# Work instructions
In the forum discussion on memoization, what do later calls to a memoized function return when given inputs it has already remembered?


    A memoized function "remembers" the results corresponding to some set of specific inputs. Subsequent calls with remembered inputs return the remembered result rather than recalculating it, thus eliminating the primary cost of a call with given parameters from all but the first call made to the function with those parameters. — Wiki
  • Shawn
    13.1k


    Yes, then there's nothing much to further discuss. I did some work on Godel coding for compression algorithms with countable denumerable alphabets, such as color encoding like RGB for satellite TV to deliver true 4,8,12K video. It was a fun task that led me to believe that every denumerable ordered task can be sped up or optimized by actually archiving the read to the CPU with already post-processed information, and thus labeling it as if a "brick" to every further task to be done on similar logic. Eventually, with so many bricks, you could compile the task on the CPU, to just be read out to the memory. To process the information wouldn't be anything too far-fetched; but, the archive file might be quite big to cache. The optimization might be quite profound in my mind.

    Is this something that is done already on hardware, or only on software to this day?
  • fishfry
    3.3k
    Yes, then there's nothing much to further discuss. I did some work on Godel coding for compression algorithms with countable denumerable alphabets, such as color encoding like RGB for satellite TV to deliver true 4,8,12K video. It was a fun task that led me to believe that every denumerable ordered task can be sped up or optimized by actually archiving the read to the CPU with already post-processed information, and thus labeling it as if a "brick" to every further task to be done on similar logic. Eventually, with so many bricks, you could compile the task on the CPU, to just be read out to the memory. To process the information wouldn't be anything too far-fetched; but, the archive file might be quite big to cache. The optimization might be quite profound in my mind.Shawn

    I'm not an expert on this topic. As I understand it, memoization is just used to store results of calculations and things like that. I could be wrong because my knowledge is from some years ago.

    Your idea seems much more extensive. I would not want my little comment to end this interesting discussion! Your concept seems to go further.

    Is this something that is done already on hardware, or only on software to this day?Shawn

    I know it as a software technique, but I'm not up to speed on the state of the art.
  • wonderer1
    2k
    Is this something that is done already on hardware, or only on software to this day?Shawn

    At least to an extent, though likely not the extent that you have in mind, a math coprocessor to A CPU provides 'canned math optimization' to CPUs. Although often this is 'hidden' from a programmer, in that the compiler 'knows' how to make use of the coprocessor, and the programmer doesn't need to concern himself with it. (Aside from perhaps understanding that, for example, the combination of hardware and software will be able to produce 32 bit multiplication results in one clock cycle.)

# Data supplied
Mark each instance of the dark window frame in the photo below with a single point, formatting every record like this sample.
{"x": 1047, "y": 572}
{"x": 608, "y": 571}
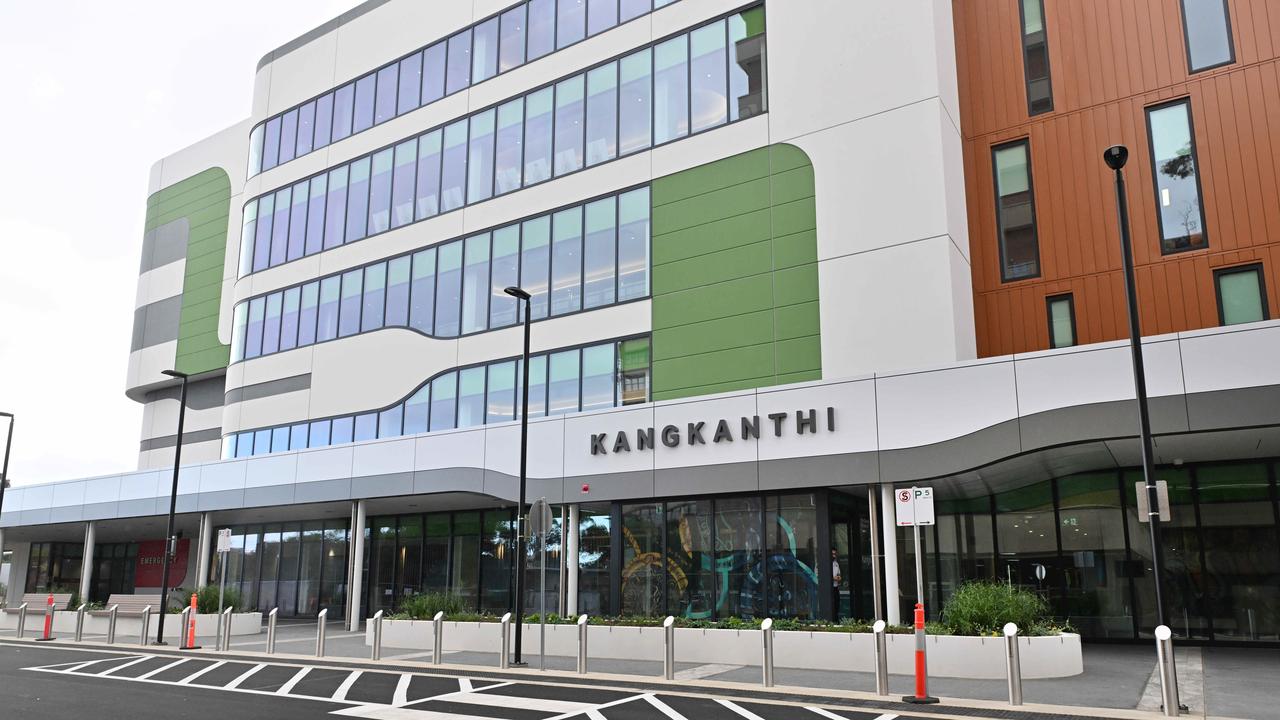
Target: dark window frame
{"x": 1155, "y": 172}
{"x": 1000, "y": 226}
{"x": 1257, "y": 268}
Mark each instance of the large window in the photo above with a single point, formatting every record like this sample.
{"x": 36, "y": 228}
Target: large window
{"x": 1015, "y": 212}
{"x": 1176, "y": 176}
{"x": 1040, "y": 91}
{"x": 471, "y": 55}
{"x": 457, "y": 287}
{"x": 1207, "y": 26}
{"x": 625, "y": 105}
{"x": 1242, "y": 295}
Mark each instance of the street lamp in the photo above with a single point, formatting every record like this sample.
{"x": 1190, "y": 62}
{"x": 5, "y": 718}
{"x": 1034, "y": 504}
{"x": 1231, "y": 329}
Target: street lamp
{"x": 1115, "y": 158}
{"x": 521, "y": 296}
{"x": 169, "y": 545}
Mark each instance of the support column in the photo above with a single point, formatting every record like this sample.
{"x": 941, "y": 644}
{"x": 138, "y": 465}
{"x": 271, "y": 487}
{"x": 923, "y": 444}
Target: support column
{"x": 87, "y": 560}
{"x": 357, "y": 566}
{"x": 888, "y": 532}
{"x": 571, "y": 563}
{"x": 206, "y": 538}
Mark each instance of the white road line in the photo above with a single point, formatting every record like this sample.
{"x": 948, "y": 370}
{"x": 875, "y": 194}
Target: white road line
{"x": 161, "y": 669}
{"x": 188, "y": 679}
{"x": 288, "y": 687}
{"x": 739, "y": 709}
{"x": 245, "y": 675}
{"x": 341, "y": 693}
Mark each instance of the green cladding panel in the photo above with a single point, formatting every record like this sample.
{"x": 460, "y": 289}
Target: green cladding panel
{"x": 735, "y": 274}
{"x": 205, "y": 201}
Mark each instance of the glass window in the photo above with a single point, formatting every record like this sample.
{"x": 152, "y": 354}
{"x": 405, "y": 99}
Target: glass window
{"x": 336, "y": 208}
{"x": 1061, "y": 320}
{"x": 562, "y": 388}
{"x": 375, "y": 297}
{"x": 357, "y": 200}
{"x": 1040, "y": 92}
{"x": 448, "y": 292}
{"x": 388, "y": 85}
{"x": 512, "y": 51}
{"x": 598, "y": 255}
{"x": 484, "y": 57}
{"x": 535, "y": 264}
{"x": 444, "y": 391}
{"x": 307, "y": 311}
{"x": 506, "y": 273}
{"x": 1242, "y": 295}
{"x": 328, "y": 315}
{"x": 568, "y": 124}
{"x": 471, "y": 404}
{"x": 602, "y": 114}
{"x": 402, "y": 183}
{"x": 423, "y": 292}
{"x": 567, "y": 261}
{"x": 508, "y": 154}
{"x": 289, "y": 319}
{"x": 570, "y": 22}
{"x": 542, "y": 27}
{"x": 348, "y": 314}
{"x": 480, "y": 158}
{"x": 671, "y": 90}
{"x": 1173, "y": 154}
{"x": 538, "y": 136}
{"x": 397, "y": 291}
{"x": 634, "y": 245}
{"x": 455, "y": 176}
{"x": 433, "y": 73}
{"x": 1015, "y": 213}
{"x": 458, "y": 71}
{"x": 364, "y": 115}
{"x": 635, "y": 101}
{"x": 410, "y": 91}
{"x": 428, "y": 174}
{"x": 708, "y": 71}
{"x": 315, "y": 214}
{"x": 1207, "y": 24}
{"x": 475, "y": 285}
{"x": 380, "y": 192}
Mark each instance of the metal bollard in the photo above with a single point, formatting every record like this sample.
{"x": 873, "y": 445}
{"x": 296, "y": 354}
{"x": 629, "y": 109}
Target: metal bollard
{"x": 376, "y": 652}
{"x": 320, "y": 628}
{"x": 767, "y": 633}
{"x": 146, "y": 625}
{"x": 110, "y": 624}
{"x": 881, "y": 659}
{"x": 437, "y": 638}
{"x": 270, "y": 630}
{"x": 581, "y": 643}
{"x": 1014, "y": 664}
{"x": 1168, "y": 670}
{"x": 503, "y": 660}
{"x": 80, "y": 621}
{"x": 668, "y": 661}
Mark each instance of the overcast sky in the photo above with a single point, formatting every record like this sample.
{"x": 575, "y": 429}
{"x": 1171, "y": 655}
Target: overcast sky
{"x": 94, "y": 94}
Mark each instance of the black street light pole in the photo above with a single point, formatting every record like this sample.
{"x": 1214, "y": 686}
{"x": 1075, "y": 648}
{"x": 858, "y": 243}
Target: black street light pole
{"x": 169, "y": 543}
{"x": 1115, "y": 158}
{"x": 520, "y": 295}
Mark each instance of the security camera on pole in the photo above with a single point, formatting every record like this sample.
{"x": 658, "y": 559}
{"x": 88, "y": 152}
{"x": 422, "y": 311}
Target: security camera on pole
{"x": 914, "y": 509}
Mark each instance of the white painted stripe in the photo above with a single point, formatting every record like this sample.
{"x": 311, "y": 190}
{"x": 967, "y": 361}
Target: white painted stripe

# Written answer
They return the remembered result rather than recalculating it.